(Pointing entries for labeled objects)
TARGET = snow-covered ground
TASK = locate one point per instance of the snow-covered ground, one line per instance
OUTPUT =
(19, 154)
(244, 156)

What the task asks: Write out all the records above again, requests included, and shift every coordinate in the answers by adding 91 to it.

Finished answer:
TARGET = snow-covered ground
TASK = locate one point per instance of the snow-covered ground, one line per instance
OUTPUT =
(110, 245)
(335, 247)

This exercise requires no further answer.